* **Passage for review**:
While Malaysia may have not performed the worst in ASEAN for Save the Children’s Global Childhood Report 2019, child abuse cases are still high in the country.
In fact, this was also the assertion of the country’s Deputy Women, Family and Community Development Minister Hannah Yeoh who, in February, claimed that the number of child abuse and neglect cases in the country was still high.
Merely days ago, Malaysian police detained three family members for allegedly abusing two children at a house in the residential area of Pusat Bandar Puchong in the district of Serdang in the state of Selangor. According to the Serdang district police chief, Assistant Commissioner of Police (ACP) Ismadi Borhan, the three suspects were a gas delivery man, aged 33, his wife, aged 30, and their 13-year-old daughter. The victims were aged seven and eight.
“There are signs of abuse almost at every part of the victims’ bodies and they are believed to have suffered from malnutrition,” he said in a statement, adding that both children were taken to the Serdang Hospital.
Ismadi said that while searching the house police found a baton, a silver fork and a rubber hose, believed to have been used to torture the victims.
Child abuse is nothing new in Malaysia. Over the years there have certainly been many children who have faced abuse and even death. The atrocities committed by British sex offender Richard William Huckle is still fresh in the minds of many. But there have been other infamous child abuse cases that have shaken the country.
In 2004, 11-year-old Nurul Huda Abdul Ghani went missing and was later found naked in the bathroom stall of a power station. According to investigations, Nurul had been raped, sodomised and strangled by three men.
Later in 2007, eight-year-old Nurin Jazlin Jazimin also went missing. Police later found a dead girl’s body stuffed into a bag. An autopsy revealed that a cucumber and an eggplant had been inserted into her private parts. DNA tests revealed that the body was Nurin’s.
In 2013, four-year-old Nurul Nadirah Abdullah was reported missing. Not long after, police found pieces of charred human bones at a palm oil plantation. DNA tests confirmed it was Nadirah and investigations revealed that the victim was strangled to death before she was thrown into a hole and burned.
Just recently in February, 11-year-old Siti Masitah was found dead near her home in the state of Pahang. Her head was severed and her internal organs had been removed. Her hands and feet were also bound. Police believe that wild animals were responsible for the missing organs.
Why the children?
In December, E Saroja, head of the Child Investigation Unit, Sexual, Women and Child Investigation Division (D11) at Bukit Aman’s Criminal Investigation Department said that hot tempers, irritability and uncontrollable emotions are among the causes of child abuse cases involving childcare providers.
This, he said, was the result of initial investigations into abuse cases resulting in the death of children, other than due to the negligence of the care providers.
Yeoh said overuse of the internet compounds the challenges. She said that cyberbullying, Internet addiction, cybercrime and social media influence have become new threats to the family institution.
According to Irene Guat-Sim Cheah from the Department of Paediatrics, Kuala Lumpur Hospital, and Choo Wan Yuen 1, 2 Julius Centre University Malaya and Department of Social and Preventive Medicine, University Malaya, Kuala Lumpur noted that early hospital-based studies indicate that low socioeconomic status, family disharmony or disruption, and divorced or separated parents, personality disorders and parental substance abuse were often associated with child physical abuse.
The fact of the matter is that child abuse in Malaysia occurs for a multitude of reasons. Many experts have given their own opinions on what some of these reasons are and what can be done to address the issue. What is most important is that Malaysia continues acting against crimes committed against children with a special focus on prevention so the country can save the next Nurul Huda, Nurin, Nurul Nadirah or Siti Masitah before their names are added to a growing list of victims in Malaysia’s dark history of child abuse.

* **Recorded information**:
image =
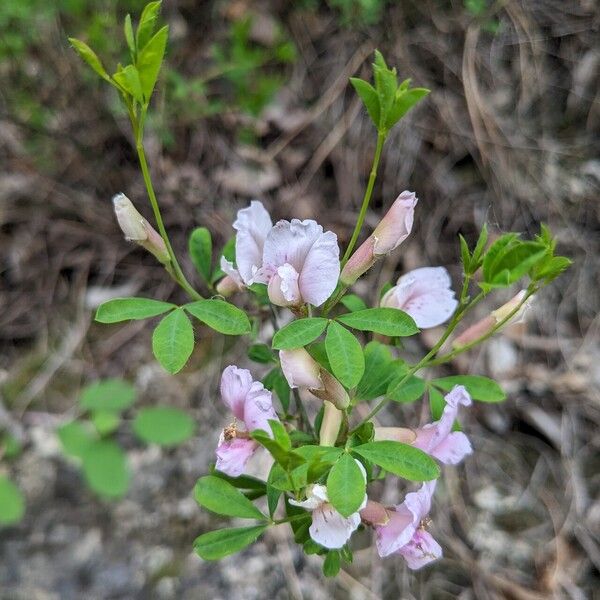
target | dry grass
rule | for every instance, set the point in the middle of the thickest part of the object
(508, 135)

* **Tasks to carry out**:
1. From the article on child abuse in Malaysia above, reproduce the part that opens with the words containing "Just recently in" and closes with "the missing organs.".
2. In the article on child abuse in Malaysia above, condense the paragraph beginning "Merely days ago" into a short bulleted list that keeps its main facts.

* **Answers by item**:
1.
Just recently in February, 11-year-old Siti Masitah was found dead near her home in the state of Pahang. Her head was severed and her internal organs had been removed. Her hands and feet were also bound. Police believe that wild animals were responsible for the missing organs.

2.
- Malaysian police detained three family members for allegedly abusing two children at a house in Pusat Bandar Puchong, Serdang district, Selangor.
- The source was Serdang district police chief ACP Ismadi Borhan.
- The suspects were a 33-year-old gas delivery man, his 30-year-old wife and their 13-year-old daughter.
- The victims were aged seven and eight.